#### TASK ITEM:
For this exercise, write each entry below out precisely and omit the pictures.

#### SUPPLIED MATERIAL:

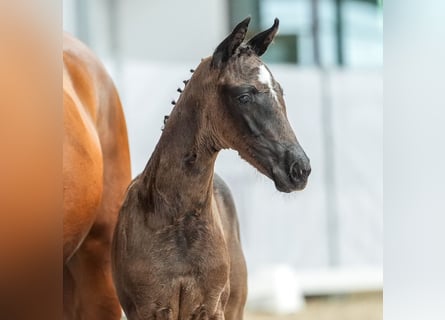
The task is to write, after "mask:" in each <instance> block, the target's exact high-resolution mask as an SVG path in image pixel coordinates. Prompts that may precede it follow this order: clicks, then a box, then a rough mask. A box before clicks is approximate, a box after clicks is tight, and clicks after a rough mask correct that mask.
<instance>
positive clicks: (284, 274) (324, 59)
mask: <svg viewBox="0 0 445 320" xmlns="http://www.w3.org/2000/svg"><path fill="white" fill-rule="evenodd" d="M248 15H250V16H251V17H252V20H251V23H250V29H249V34H248V37H249V36H252V35H254V34H255V33H256V32H259V31H262V30H264V29H266V28H268V27H269V26H271V25H272V23H273V19H274V18H275V17H278V18H279V19H280V31H279V33H278V35H277V37H276V39H275V42H274V44H273V45H271V46H270V47H269V49H268V52H266V54H265V55H264V56H263V60H264V61H265V62H266V63H267V64H268V66H269V68H270V69H271V71H272V73H273V75H274V77H275V78H276V80H277V81H279V82H280V83H281V85H282V87H283V89H284V92H285V100H286V103H287V109H288V116H289V121H290V122H291V124H292V126H293V128H294V130H295V132H296V135H297V137H298V139H299V141H300V143H301V144H302V146H303V148H304V149H305V151H306V153H307V154H308V156H309V158H310V159H311V165H312V174H311V176H310V178H309V183H308V186H307V188H306V189H305V190H304V191H302V192H298V193H293V194H290V195H287V194H286V195H284V194H281V193H279V192H278V191H276V190H275V188H274V186H273V183H272V181H270V180H268V179H267V178H265V177H263V176H261V175H260V174H259V173H258V172H256V170H255V169H254V168H252V167H251V166H250V165H248V164H247V163H246V162H244V161H243V160H241V159H240V158H239V157H238V155H237V154H236V153H235V152H233V151H223V152H221V153H220V155H219V157H218V160H217V164H216V172H218V173H219V174H220V175H221V176H222V177H223V178H224V179H225V180H226V182H227V183H228V185H229V186H230V188H231V190H232V193H233V196H234V198H235V202H236V205H237V209H238V214H239V219H240V223H241V237H242V242H243V248H244V252H245V256H246V260H247V265H248V270H249V298H248V305H247V308H246V310H247V311H246V319H248V320H249V319H317V320H323V319H329V320H335V319H340V320H348V319H355V320H356V319H361V320H362V319H363V320H367V319H370V320H371V319H382V288H383V275H382V264H383V255H382V243H383V224H382V221H383V217H382V112H383V109H382V105H383V88H382V87H383V86H382V60H383V45H382V33H383V22H382V21H383V18H382V1H379V0H244V1H239V0H238V1H236V0H189V1H181V0H125V1H124V0H95V1H91V0H64V1H63V25H64V29H65V30H66V31H68V32H70V33H72V34H74V35H76V36H77V37H78V38H80V39H81V40H82V41H84V42H85V43H86V44H87V45H88V46H90V48H92V49H93V51H94V52H95V53H96V54H97V55H98V56H99V57H100V59H101V60H102V61H103V62H104V63H105V65H106V66H107V69H108V70H109V71H110V73H111V75H112V77H113V79H114V80H115V83H116V85H117V87H118V90H119V93H120V95H121V99H122V102H123V105H124V110H125V114H126V118H127V126H128V132H129V139H130V151H131V156H132V172H133V176H136V175H137V174H138V173H140V172H141V171H142V169H143V168H144V166H145V164H146V162H147V161H148V159H149V157H150V155H151V153H152V151H153V149H154V146H155V145H156V143H157V141H158V139H159V136H160V133H161V127H162V124H163V118H164V115H167V114H169V113H170V111H171V108H172V105H171V104H170V101H171V100H174V99H176V98H177V97H178V93H177V92H176V89H177V88H178V87H181V88H182V87H183V84H182V81H183V80H185V79H188V78H189V77H190V73H189V69H191V68H195V67H196V66H197V65H198V64H199V62H200V60H201V58H202V57H206V56H209V55H211V54H212V52H213V50H214V49H215V48H216V46H217V45H218V44H219V43H220V42H221V41H222V40H223V39H224V38H225V37H226V36H227V34H228V33H229V32H230V31H231V29H232V28H233V27H234V26H235V25H236V24H237V23H238V22H239V21H241V20H242V19H243V18H245V17H246V16H248Z"/></svg>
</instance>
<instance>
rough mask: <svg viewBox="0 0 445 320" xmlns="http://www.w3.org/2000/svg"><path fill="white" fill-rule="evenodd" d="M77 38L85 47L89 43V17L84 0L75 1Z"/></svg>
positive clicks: (86, 2) (89, 19)
mask: <svg viewBox="0 0 445 320" xmlns="http://www.w3.org/2000/svg"><path fill="white" fill-rule="evenodd" d="M75 10H76V33H77V37H78V38H79V39H81V40H82V41H83V42H84V43H86V44H87V45H91V43H90V19H89V18H90V17H89V15H88V4H87V1H86V0H77V1H75Z"/></svg>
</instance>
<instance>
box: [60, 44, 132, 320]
mask: <svg viewBox="0 0 445 320" xmlns="http://www.w3.org/2000/svg"><path fill="white" fill-rule="evenodd" d="M63 111H64V116H63V125H64V138H63V201H64V215H63V263H64V270H63V271H64V273H63V282H64V283H63V289H64V314H65V318H67V319H91V320H100V319H104V320H105V319H107V320H117V319H120V316H121V309H120V306H119V302H118V299H117V297H116V293H115V289H114V285H113V283H112V279H111V266H110V246H111V240H112V233H113V230H114V227H115V223H116V219H117V214H118V210H119V207H120V205H121V204H122V200H123V196H124V194H125V189H126V188H127V186H128V184H129V182H130V180H131V174H130V156H129V148H128V138H127V130H126V124H125V119H124V114H123V111H122V107H121V103H120V100H119V96H118V94H117V91H116V89H115V87H114V85H113V82H112V80H111V78H110V77H109V75H108V74H107V72H106V71H105V69H104V67H103V66H102V64H101V63H100V62H99V60H98V59H97V58H96V57H95V56H94V55H93V54H92V53H91V51H90V50H89V49H88V48H87V47H86V46H85V45H83V44H82V43H81V42H80V41H78V40H76V39H74V38H72V37H71V36H68V35H65V36H64V43H63Z"/></svg>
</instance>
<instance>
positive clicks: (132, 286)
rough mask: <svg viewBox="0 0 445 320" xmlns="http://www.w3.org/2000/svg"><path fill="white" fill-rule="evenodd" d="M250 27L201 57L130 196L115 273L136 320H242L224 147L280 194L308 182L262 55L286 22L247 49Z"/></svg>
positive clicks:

#### RESPONSE AREA:
The task is to write, after "mask:" in each <instance> block, the target's exact high-resolution mask as an SVG path in image pixel coordinates. Prompts that may precede it follow this order: clicks, then a box, then a rough mask. A box before clicks is approximate, a box after clicks is tight, and clicks after a rough mask correct that mask.
<instance>
positive clicks: (284, 274) (324, 59)
mask: <svg viewBox="0 0 445 320" xmlns="http://www.w3.org/2000/svg"><path fill="white" fill-rule="evenodd" d="M248 15H250V16H251V17H252V20H251V23H250V29H249V34H248V37H249V36H252V35H254V34H255V33H256V32H259V31H262V30H264V29H266V28H268V27H269V26H271V25H272V23H273V19H274V18H275V17H278V18H279V19H280V31H279V33H278V35H277V37H276V39H275V42H274V44H273V45H271V46H270V47H269V49H268V52H266V54H265V55H264V56H263V60H264V61H265V62H266V63H267V64H268V66H269V68H270V69H271V71H272V73H273V75H274V77H275V78H276V80H277V81H279V82H280V83H281V85H282V87H283V89H284V92H285V100H286V103H287V109H288V116H289V121H290V122H291V124H292V126H293V128H294V130H295V132H296V135H297V137H298V139H299V141H300V143H301V144H302V146H303V148H304V149H305V151H306V153H307V154H308V156H309V158H310V159H311V165H312V174H311V176H310V178H309V183H308V186H307V188H306V189H305V190H304V191H302V192H298V193H293V194H290V195H287V194H286V195H284V194H281V193H279V192H278V191H276V190H275V188H274V186H273V183H272V181H270V180H268V179H267V178H265V177H263V176H261V175H260V174H259V173H258V172H256V170H255V169H254V168H252V167H251V166H250V165H248V164H247V163H246V162H244V161H243V160H241V159H240V158H239V157H238V155H237V154H236V153H235V152H233V151H223V152H221V153H220V155H219V157H218V160H217V164H216V172H218V173H219V174H220V175H221V176H222V177H223V178H224V179H225V180H226V182H227V183H228V185H229V186H230V188H231V190H232V193H233V196H234V198H235V202H236V205H237V209H238V214H239V219H240V223H241V237H242V242H243V248H244V252H245V256H246V260H247V265H248V270H249V298H248V305H247V308H246V310H247V311H246V319H248V320H249V319H317V320H323V319H329V320H335V319H340V320H348V319H355V320H356V319H361V320H362V319H363V320H367V319H370V320H371V319H382V288H383V275H382V264H383V255H382V243H383V224H382V221H383V217H382V112H383V109H382V105H383V88H382V87H383V86H382V60H383V45H382V33H383V22H382V21H383V18H382V1H379V0H244V1H239V0H238V1H236V0H189V1H181V0H125V1H124V0H95V1H91V0H64V1H63V25H64V29H65V30H66V31H68V32H70V33H72V34H74V35H76V36H77V37H78V38H80V39H81V40H82V41H84V42H85V43H86V44H87V45H88V46H90V48H92V49H93V51H94V52H95V53H96V54H97V55H98V56H99V57H100V59H101V60H102V61H103V62H104V63H105V65H106V66H107V69H108V70H109V71H110V73H111V75H112V77H113V79H114V80H115V83H116V85H117V87H118V90H119V93H120V95H121V99H122V102H123V105H124V110H125V114H126V118H127V126H128V132H129V139H130V151H131V156H132V172H133V176H136V175H137V174H138V173H140V172H141V171H142V169H143V168H144V166H145V164H146V162H147V161H148V159H149V157H150V155H151V153H152V151H153V149H154V146H155V145H156V143H157V141H158V139H159V136H160V133H161V127H162V124H163V118H164V115H167V114H169V113H170V111H171V108H172V105H171V104H170V101H171V100H174V99H176V98H177V97H178V93H177V92H176V89H177V88H178V87H181V88H182V87H183V84H182V81H183V80H185V79H188V78H189V77H190V73H189V69H191V68H195V67H196V66H197V65H198V64H199V62H200V60H201V58H202V57H206V56H209V55H211V54H212V52H213V50H214V49H215V48H216V46H217V45H218V44H219V43H220V42H221V41H222V40H223V39H224V38H225V37H226V36H227V34H228V33H229V32H230V31H231V29H232V28H233V27H234V26H235V25H236V24H237V23H238V22H239V21H241V20H242V19H243V18H245V17H246V16H248Z"/></svg>
</instance>
<instance>
rough mask: <svg viewBox="0 0 445 320" xmlns="http://www.w3.org/2000/svg"><path fill="white" fill-rule="evenodd" d="M77 38L85 47L89 43V17L84 0L75 1Z"/></svg>
positive clicks: (86, 2) (89, 19)
mask: <svg viewBox="0 0 445 320" xmlns="http://www.w3.org/2000/svg"><path fill="white" fill-rule="evenodd" d="M75 10H76V33H77V37H78V38H79V39H81V40H82V41H83V42H84V43H86V44H87V45H91V43H90V19H89V18H90V17H89V15H88V4H87V1H86V0H77V1H75Z"/></svg>
</instance>
<instance>
box: [60, 44, 132, 320]
mask: <svg viewBox="0 0 445 320" xmlns="http://www.w3.org/2000/svg"><path fill="white" fill-rule="evenodd" d="M63 111H64V116H63V125H64V138H63V201H64V215H63V263H64V270H63V271H64V273H63V282H64V283H63V289H64V314H65V318H67V319H91V320H100V319H104V320H105V319H107V320H117V319H120V316H121V309H120V306H119V302H118V299H117V297H116V293H115V289H114V285H113V283H112V279H111V266H110V246H111V240H112V233H113V230H114V227H115V223H116V219H117V214H118V210H119V207H120V205H121V204H122V200H123V196H124V194H125V189H126V188H127V186H128V184H129V182H130V180H131V174H130V156H129V148H128V138H127V130H126V124H125V119H124V114H123V111H122V107H121V103H120V100H119V96H118V94H117V91H116V89H115V87H114V85H113V82H112V80H111V78H110V77H109V75H108V74H107V72H106V71H105V69H104V67H103V66H102V64H101V63H100V62H99V60H98V59H97V58H96V57H95V56H94V55H93V54H92V53H91V51H90V50H89V49H88V48H87V47H86V46H85V45H83V44H82V43H81V42H80V41H78V40H76V39H74V38H72V37H71V36H68V35H65V36H64V43H63Z"/></svg>
</instance>
<instance>
positive clicks: (132, 286)
rough mask: <svg viewBox="0 0 445 320" xmlns="http://www.w3.org/2000/svg"><path fill="white" fill-rule="evenodd" d="M250 27L201 57L130 196L115 273L136 320H242L224 147L280 194L308 182L262 55L286 22L247 49Z"/></svg>
positive clicks:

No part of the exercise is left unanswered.